→ Problem description: Please give back word for word the lines of the material below between the line containing "building, then report the bounding box." and the line containing "cluster, then report the bounding box.", inclusive.

━━━ Data supplied ━━━

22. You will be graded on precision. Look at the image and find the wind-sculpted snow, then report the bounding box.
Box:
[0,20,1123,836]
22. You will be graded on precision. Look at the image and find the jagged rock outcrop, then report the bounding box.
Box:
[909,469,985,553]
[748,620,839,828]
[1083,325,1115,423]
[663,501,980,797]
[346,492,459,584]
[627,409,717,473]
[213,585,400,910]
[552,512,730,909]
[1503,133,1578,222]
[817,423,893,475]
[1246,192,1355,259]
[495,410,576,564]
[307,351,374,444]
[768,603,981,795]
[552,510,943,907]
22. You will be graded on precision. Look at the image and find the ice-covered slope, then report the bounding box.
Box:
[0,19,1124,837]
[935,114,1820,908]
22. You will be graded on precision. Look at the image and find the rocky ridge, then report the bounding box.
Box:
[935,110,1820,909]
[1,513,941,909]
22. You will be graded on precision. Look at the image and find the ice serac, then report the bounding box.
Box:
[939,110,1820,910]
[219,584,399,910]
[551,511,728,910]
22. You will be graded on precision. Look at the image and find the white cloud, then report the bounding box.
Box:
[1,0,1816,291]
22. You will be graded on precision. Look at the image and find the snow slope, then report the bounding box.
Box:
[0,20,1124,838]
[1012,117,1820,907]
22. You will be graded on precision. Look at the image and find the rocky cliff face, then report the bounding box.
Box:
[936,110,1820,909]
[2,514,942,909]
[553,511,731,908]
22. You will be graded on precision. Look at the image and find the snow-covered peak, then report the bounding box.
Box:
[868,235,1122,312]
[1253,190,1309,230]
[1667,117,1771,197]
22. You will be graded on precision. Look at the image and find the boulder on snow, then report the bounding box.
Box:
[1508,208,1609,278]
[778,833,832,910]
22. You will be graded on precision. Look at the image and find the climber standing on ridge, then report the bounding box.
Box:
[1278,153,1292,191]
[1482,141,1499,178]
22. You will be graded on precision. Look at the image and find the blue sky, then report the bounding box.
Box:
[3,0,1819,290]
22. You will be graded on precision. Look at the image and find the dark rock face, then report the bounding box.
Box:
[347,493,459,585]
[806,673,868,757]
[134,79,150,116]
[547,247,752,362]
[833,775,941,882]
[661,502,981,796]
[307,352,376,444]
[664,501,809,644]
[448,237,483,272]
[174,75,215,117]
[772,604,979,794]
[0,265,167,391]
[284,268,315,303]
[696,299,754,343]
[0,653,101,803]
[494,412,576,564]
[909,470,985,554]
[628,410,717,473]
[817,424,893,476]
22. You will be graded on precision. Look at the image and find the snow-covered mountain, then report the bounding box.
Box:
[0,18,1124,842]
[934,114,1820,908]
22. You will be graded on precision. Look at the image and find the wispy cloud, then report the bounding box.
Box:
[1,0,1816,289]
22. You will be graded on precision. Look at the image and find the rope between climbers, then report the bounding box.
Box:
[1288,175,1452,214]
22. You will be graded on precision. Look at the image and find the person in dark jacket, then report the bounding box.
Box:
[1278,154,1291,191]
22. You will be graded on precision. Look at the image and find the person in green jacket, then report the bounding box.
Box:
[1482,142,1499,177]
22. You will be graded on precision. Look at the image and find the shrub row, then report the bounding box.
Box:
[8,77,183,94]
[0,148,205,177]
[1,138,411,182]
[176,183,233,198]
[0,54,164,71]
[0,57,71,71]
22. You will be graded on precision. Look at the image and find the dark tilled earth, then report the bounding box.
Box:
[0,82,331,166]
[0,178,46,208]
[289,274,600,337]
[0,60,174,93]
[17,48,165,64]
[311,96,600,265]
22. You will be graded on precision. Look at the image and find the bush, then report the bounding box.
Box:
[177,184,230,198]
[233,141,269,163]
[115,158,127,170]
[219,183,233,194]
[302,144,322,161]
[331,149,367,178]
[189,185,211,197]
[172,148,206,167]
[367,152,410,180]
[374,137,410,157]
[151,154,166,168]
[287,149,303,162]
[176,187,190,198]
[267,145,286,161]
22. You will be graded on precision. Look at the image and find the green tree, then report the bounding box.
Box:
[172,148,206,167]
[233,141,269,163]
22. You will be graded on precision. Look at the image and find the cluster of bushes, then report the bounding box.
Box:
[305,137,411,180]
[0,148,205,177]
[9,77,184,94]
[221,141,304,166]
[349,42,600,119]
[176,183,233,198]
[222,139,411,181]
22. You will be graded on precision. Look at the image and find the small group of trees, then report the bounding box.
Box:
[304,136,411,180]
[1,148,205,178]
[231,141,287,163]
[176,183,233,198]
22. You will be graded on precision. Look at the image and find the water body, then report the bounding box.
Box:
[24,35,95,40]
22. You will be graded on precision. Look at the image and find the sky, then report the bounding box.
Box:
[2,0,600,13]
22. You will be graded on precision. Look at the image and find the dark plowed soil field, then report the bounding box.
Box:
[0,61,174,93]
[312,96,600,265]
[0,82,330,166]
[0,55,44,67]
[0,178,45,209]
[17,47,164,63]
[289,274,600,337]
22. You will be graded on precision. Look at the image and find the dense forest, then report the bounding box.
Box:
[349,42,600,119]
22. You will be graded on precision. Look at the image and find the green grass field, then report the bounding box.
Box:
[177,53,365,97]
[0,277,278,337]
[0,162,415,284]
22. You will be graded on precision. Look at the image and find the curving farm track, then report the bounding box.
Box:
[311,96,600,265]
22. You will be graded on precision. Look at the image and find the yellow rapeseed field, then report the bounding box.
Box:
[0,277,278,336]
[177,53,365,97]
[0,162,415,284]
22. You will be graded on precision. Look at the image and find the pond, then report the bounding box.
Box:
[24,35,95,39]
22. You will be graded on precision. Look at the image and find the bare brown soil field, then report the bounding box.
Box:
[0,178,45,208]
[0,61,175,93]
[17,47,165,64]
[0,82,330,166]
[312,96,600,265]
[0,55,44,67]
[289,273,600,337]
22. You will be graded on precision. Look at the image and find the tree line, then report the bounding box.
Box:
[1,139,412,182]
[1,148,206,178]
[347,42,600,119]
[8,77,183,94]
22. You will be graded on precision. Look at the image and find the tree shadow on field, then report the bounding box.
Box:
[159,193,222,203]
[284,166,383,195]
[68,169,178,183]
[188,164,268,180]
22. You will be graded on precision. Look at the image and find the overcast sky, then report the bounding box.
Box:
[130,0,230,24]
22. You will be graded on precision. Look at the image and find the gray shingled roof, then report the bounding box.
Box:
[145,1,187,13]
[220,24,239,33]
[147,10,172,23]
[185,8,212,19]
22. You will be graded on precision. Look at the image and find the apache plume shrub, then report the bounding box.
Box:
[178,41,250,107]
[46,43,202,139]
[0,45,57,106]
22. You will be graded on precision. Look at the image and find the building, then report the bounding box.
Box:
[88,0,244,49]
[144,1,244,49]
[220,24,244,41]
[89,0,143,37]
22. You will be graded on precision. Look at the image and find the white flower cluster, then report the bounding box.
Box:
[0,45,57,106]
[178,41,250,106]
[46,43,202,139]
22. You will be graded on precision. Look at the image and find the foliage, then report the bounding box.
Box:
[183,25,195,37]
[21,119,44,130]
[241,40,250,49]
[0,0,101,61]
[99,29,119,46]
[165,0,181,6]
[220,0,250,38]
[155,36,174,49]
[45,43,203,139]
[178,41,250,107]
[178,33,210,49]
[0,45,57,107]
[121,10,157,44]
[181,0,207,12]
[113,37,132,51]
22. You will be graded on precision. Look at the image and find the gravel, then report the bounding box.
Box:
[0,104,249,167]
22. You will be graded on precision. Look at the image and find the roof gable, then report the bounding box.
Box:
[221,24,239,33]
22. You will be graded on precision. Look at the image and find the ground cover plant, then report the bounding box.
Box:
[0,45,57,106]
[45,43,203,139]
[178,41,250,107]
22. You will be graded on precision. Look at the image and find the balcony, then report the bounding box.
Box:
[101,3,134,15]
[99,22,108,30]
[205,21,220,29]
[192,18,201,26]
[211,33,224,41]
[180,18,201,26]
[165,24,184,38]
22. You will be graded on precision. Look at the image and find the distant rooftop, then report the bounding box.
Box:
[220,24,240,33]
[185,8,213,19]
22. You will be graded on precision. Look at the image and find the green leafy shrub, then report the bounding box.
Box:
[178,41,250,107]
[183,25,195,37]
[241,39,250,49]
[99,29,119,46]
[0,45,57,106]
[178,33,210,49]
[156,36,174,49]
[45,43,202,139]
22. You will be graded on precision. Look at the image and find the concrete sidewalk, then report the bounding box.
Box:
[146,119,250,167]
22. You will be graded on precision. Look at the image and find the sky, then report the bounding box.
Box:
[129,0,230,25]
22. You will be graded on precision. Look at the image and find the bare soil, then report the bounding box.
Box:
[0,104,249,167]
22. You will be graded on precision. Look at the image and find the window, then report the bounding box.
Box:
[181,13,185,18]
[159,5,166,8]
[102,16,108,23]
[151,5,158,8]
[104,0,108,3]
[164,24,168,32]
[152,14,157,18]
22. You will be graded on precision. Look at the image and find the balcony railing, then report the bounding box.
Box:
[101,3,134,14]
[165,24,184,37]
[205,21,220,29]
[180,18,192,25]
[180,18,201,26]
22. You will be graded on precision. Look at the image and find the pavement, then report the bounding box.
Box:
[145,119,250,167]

━━━

→ Problem solution:
22. You will be graded on precision. Look at the image and find the building, then report the bounding box.
Box:
[88,0,244,49]
[144,1,244,49]
[220,24,244,41]
[89,0,143,37]
22. You will be graded on precision. Look at the image and find the white flower cluster, then report the bounding box.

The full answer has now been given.